▶ **INSTRUCTION A**: Please identify every line in the entries below that contains the word "green" and copy each of those lines.

▶ **PROVIDED PASSAGE**:
WOMEN ON THE WATERFRONT

By Maria Brooks

There were no welcome mats for them. When women showed up on the docks to work, longshoremen were jolted. Long held beliefs, superstitions and self-identities fell in the brink. Although some resisted fiercely, it was obvious that women had come to stay.

It isn’t hard to see why women demanded an opportunity to work on the docks, even though it taxed every common notion of femininity. The alternative was often “women’s work,” performing low paid, dead-end service jobs. Women still make seventy-four cents for every dollar a man brings home. To make matters worse, women are now breadwinners and often the sole support of their children.

Although it’s been nearly twenty years since women gained a foothold on the docks, their numbers remain thin. The official count of women in the union’s Longshore Division last year was 13 percent. While it isn’t much to brag about, statistics are even worse in many other non-traditional occupations. In the building trades, retention rates for women are less than five percent.

Local 19 crane operator Kevin Castle

 

“A job like this is such a plum, such a rarity,” said Kevin Castle of Seattle’s Local 19. A woman’s life changes profoundly with a chance at a union job and equal wages with men.

It’s been a long haul, with litigation and recrimination all around. Still, many men are disgruntled and are quick with reasons why women don’t belong on the docks.

“If our old timers were alive,” said Henry Graham, B.A. from Local 10, “women might not be here today. They didn’t want women on the job. They’re turning over in their graves with these women down here.”

To seafarers in years past, the presence of a woman on a ship was a bad omen. Witches brought storms, havoc and death to seamen. Women, with their enticing and alluring ways, appeared dreadfully dangerous.

It wasn’t only folklore that influenced men’s prejudices. As women showed up as casuals, men claimed they couldn’t carry their own weight. The work was too hard, too demanding for them. Even though much of the job was now automated, men dismissed women’s abilities to operate machinery, as well.

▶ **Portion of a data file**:
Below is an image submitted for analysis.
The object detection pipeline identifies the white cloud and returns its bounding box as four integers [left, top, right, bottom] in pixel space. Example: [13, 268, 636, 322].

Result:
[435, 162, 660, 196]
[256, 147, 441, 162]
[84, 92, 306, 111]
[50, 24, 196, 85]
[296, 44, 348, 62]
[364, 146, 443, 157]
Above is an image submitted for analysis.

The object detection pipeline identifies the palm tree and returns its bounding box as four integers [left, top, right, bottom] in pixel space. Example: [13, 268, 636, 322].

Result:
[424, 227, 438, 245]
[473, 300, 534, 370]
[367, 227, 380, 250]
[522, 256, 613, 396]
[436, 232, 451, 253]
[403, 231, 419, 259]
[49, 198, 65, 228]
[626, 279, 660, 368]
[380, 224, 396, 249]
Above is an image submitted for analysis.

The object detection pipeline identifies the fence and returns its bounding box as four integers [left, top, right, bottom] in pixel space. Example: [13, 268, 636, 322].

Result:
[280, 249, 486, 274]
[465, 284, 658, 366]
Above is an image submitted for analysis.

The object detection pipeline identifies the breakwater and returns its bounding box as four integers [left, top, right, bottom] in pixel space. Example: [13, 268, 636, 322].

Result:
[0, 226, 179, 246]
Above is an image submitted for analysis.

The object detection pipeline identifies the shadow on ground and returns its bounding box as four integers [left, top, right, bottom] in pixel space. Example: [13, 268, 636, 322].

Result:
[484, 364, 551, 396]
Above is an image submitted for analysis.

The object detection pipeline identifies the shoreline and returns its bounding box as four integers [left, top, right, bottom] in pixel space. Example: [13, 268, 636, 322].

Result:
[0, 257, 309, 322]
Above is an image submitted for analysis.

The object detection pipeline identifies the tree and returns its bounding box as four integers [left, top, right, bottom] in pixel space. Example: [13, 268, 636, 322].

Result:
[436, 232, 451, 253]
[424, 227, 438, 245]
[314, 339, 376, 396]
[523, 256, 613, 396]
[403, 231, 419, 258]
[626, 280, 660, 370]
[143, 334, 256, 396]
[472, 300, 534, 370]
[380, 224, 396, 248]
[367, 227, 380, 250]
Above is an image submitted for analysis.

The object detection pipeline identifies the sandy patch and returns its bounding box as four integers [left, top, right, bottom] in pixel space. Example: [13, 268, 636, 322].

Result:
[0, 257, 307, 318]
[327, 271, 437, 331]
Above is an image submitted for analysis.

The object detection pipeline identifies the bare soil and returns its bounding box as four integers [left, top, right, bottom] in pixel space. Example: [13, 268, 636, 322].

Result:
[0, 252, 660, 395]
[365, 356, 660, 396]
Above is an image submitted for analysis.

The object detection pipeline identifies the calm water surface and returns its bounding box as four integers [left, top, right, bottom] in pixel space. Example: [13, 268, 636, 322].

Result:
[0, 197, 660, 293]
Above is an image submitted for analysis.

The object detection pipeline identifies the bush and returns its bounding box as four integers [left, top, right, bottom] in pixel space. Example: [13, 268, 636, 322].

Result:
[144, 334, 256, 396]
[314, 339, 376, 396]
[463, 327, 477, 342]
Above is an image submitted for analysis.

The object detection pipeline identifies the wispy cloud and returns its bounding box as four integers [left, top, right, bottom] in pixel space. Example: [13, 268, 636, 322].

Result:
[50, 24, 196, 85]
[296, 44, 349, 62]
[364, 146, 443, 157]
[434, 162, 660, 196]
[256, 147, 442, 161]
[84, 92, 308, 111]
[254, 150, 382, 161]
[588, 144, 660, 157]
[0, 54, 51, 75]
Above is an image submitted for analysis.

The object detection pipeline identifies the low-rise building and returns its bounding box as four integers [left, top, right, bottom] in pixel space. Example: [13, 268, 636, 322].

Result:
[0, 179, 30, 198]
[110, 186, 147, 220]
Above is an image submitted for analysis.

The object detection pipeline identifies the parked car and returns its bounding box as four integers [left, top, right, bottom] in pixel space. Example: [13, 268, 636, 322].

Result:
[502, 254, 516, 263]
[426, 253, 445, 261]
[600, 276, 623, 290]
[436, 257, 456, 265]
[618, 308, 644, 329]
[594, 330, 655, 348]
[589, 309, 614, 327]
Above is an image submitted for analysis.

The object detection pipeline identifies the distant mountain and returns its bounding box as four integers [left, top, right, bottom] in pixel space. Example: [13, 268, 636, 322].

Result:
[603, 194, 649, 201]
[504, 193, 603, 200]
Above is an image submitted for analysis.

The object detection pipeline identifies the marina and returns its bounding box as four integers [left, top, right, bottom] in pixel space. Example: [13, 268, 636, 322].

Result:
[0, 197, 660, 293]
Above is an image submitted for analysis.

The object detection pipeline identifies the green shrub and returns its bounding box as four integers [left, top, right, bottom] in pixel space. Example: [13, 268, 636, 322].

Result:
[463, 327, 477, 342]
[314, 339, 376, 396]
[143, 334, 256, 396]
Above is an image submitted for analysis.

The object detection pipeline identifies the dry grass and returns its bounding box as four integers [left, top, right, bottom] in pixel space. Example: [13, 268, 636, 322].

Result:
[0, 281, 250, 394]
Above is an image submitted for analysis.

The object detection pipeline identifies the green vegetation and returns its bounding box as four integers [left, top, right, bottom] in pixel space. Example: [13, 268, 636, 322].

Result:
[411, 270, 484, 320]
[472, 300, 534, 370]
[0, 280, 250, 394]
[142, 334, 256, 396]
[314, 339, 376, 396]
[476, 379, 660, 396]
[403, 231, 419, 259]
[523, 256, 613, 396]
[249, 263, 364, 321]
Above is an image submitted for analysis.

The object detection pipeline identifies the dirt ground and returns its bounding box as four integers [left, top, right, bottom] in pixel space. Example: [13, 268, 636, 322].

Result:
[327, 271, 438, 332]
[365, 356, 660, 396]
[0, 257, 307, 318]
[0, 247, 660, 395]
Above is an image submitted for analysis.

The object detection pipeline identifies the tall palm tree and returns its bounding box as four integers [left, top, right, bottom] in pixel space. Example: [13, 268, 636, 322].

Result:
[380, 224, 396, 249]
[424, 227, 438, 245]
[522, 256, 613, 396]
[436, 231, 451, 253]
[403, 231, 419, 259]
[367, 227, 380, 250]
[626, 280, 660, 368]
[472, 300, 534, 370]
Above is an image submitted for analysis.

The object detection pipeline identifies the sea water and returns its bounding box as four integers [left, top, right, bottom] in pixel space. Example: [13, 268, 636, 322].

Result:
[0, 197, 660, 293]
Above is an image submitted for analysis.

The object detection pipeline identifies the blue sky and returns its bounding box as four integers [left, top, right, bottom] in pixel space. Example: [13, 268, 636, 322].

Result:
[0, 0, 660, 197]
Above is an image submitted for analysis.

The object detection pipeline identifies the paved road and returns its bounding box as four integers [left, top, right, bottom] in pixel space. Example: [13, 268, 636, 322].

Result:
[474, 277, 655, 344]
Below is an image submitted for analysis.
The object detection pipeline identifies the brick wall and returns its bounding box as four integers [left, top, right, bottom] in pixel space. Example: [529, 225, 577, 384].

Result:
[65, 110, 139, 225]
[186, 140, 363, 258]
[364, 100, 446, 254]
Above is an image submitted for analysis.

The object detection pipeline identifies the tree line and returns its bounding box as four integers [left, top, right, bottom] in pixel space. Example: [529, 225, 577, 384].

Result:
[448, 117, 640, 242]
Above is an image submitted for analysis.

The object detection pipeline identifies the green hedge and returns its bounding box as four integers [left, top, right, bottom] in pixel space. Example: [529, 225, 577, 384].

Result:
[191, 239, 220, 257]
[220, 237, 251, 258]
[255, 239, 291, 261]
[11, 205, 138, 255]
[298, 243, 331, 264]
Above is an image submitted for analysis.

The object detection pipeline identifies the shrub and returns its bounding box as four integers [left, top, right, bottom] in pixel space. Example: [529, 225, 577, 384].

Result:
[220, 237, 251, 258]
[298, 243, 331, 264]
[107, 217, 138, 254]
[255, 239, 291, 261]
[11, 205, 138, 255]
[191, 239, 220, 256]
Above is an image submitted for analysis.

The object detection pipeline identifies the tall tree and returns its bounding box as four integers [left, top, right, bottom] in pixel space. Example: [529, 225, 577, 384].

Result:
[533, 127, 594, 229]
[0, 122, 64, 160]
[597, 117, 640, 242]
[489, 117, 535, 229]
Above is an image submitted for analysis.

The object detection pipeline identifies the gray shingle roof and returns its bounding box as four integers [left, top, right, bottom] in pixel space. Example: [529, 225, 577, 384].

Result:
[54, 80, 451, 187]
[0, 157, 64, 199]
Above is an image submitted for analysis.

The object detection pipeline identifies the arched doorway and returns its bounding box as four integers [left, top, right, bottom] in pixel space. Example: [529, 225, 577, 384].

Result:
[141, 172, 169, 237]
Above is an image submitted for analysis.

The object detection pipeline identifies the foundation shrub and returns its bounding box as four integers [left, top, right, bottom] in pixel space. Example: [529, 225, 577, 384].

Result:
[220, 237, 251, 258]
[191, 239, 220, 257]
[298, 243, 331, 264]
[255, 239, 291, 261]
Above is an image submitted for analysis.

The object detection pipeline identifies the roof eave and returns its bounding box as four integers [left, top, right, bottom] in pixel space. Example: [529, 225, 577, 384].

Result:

▶ **INSTRUCTION B**: Shorten the paragraph of the waterfront article that begins "It isn’t hard to see why women demanded" while keeping its main facts.

▶ **EXERCISE OUTPUT A**:
The object detection pipeline identifies the green shrub and returns its bounding box as four integers [left, top, right, bottom] in pixel space. Example: [13, 268, 636, 322].
The object detection pipeline identifies the green vegetation and returns its bounding box as four integers [left, top, right, bottom] in pixel space. Example: [13, 268, 636, 322].
The object detection pipeline identifies the green hedge and returns its bounding box as four integers [left, top, right, bottom] in pixel space. Example: [529, 225, 577, 384].

▶ **EXERCISE OUTPUT B**: Women pushed for dock work even though it clashed with common ideas of femininity, because the alternative was often "women’s work": low-paid, dead-end service jobs. Women still earn seventy-four cents for every dollar a man earns. Many are now breadwinners, often as their children’s sole support.